### What you need to do
Copy only what runs from the line containing "Expected: for every instance of the blurred green" through the end of the material below, line for line, with both ends included.

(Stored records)
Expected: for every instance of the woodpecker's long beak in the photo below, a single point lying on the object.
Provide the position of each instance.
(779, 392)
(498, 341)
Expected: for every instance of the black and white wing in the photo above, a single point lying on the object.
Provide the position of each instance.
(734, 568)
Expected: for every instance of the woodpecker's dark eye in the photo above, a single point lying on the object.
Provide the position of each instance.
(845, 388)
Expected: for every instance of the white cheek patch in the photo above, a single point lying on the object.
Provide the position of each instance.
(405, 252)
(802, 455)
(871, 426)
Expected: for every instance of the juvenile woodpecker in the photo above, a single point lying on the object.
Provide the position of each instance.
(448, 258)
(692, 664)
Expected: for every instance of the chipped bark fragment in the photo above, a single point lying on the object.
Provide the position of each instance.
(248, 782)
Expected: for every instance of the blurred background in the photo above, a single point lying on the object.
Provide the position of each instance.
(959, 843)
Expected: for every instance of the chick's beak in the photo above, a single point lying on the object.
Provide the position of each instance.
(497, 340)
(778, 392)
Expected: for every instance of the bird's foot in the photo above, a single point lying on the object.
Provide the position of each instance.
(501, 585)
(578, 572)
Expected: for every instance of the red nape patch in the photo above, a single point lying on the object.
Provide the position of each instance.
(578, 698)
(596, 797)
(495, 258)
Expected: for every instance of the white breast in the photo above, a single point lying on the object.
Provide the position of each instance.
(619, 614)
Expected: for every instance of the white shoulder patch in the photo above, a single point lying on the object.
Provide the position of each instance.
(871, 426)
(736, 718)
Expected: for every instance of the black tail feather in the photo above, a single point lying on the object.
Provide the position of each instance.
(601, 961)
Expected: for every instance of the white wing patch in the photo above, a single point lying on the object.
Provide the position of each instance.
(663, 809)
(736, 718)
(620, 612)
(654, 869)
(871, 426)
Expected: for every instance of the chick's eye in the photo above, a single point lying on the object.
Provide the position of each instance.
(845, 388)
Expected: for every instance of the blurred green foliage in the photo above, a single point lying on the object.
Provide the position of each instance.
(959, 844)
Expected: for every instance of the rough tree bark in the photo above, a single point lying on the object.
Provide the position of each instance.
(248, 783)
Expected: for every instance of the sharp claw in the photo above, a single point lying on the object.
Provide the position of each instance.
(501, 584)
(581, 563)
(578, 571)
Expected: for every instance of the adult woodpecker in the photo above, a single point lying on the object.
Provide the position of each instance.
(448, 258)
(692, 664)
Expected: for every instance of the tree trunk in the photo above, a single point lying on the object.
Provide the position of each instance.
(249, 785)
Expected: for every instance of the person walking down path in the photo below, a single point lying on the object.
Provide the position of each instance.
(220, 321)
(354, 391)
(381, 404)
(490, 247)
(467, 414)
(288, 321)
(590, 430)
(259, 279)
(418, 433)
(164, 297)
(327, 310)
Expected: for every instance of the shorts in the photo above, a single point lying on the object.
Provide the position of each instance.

### Problem solution
Expected: for every instance of the blurred green foliage in the photo above, a single point lying on the object.
Provide the position of each instance.
(959, 844)
Expected: for every instance of the rough tree bark in the photo above, a single point lying on the object.
Provide the position of each instance.
(248, 783)
Expected: for every instance of the sharp claw in the photo above, a single point lying on the object.
Provide the position of each instance.
(501, 584)
(581, 563)
(578, 571)
Expected: for every instance of the adult woodpecker in the photo above, a single point lying on the object.
Provide the position of each instance.
(448, 258)
(692, 664)
Expected: for every instance of the tree trunk in the photo above, a single point lying on the object.
Provide the position of each instance.
(249, 785)
Expected: for every instance of the person walking down path in the photo below, a single point lying on the object.
Provide the position of each instance.
(220, 321)
(354, 391)
(381, 404)
(490, 247)
(467, 414)
(288, 321)
(590, 430)
(259, 279)
(418, 433)
(164, 297)
(327, 310)
Expected: for every instance of the shorts in the photo above, a single point lying on the object.
Provide the position of each instance.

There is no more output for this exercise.